> _STUDY TEXT_

Content starts

Essentials of Assessment

History

A comprehensive cancer-related history must include tumor type, tumor grade and staging, area of metastases (if any) and previous or upcoming cancer treatments. Knowledge of where certain cancers metastasize to is important for potential work-up when evaluating new pain or weakness Physiatrists should inquire about common cancer-related symptoms including fatigue, pain, and impaired ability to perform functional activities. From a surgical history perspective, the number of lymph nodes dissected, specific muscles sacrificed, and any reconstruction surgery should also be noted. Regarding chemotherapy and immunotherapy side effects, the type and dosing of the chemotherapeutic agent should be recorded, as well as the onset and characteristics of noticeable symptoms. When questioning about a radiation therapy history, it is important to understand the radiation field as vessels, nerves, and soft tissues structures in that area will be affected, and pre-existing neuromuscular and musculoskeletal conditions may also affect development of symptoms in the radiation field.²

Physical examination

A thorough musculoskeletal exam, including inspection of surgical scars or radiation burns, muscle atrophy, affected joint ROM, limb strength and sensation, and assessment of any swelling is essential to identifying postoperative and post-radiation changes. A neurologic exam, including strength, sensation, and reflexes should be performed, paying attention not only to loss of light touch and pinprick sensation, but importantly proprioception, because this may affect functional balance and gait. A comprehensive cognitive examination is essential for patients with a history of brain or cranial cancer, as it enables early detection of tumor or treatment-related cognitive impairments. Dermatologic evaluation of skin integrity is key when considering potential treatments (i.e., taping, splinting, compressive garments). A thorough head, eyes, ears, nose, mouth/throat (HEENT) exam will assess head and neck structures and function of the senses, such as an assessment of temporomandibular range of motion and associated muscle hypertonicity in the head and neck cancer population.

Functional assessment

The patient may self-report on impaired ability to perform self-care and mobility, or more standardized patient-reported outcome (PRO) measures (which will be subsequently discussed) may be used to assess function.

Content ends

> _THE PROBLEM_
Translate this sentence from the cancer assessment text into Spanish: "A comprehensive cognitive examination is essential for patients with a history of brain or cranial cancer, as it enables early detection of tumor or treatment-related cognitive impairments."

> _DATASET RECORDS_
Content starts

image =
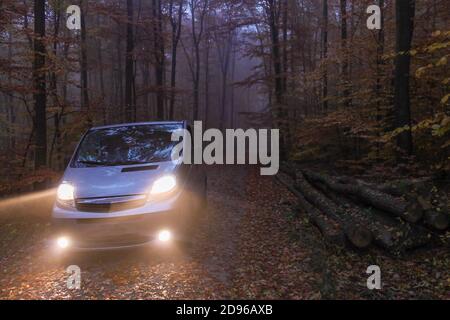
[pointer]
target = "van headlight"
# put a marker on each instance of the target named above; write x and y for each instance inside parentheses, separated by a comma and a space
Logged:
(164, 184)
(65, 194)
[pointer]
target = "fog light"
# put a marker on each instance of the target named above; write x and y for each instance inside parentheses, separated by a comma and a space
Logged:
(164, 236)
(63, 242)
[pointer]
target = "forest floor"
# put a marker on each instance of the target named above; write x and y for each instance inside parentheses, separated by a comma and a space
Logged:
(251, 245)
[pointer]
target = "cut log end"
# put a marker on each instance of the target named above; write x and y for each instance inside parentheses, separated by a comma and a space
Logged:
(413, 213)
(360, 237)
(438, 220)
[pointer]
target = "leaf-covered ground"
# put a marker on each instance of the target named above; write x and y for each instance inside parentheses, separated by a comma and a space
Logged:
(251, 245)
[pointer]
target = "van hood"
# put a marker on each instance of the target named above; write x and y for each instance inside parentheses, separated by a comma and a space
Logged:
(93, 182)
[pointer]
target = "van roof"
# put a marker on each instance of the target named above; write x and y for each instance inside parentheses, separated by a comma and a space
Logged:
(138, 124)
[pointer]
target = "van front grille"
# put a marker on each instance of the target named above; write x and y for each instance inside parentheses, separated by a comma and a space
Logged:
(110, 204)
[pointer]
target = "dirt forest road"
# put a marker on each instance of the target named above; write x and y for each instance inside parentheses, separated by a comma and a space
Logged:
(252, 245)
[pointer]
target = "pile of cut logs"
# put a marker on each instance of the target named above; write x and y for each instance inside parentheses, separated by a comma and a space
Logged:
(348, 210)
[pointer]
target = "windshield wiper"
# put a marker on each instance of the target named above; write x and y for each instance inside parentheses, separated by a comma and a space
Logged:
(93, 163)
(112, 163)
(125, 163)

Content ends

> _EXERCISE RESULT_
Un examen cognitivo completo es esencial para los pacientes con antecedentes de cáncer cerebral o craneal, ya que permite la detección temprana de deterioros cognitivos relacionados con el tumor o con el tratamiento.